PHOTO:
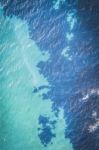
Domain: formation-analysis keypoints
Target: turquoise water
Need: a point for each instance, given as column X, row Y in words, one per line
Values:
column 20, row 108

**Short exercise:**
Copy the records above word for word, leaving out the pictures.

**Full output:**
PHOTO:
Domain: formation-analysis keypoints
Target: turquoise water
Need: a point for each instance, given as column X, row Y in words, one per line
Values:
column 20, row 108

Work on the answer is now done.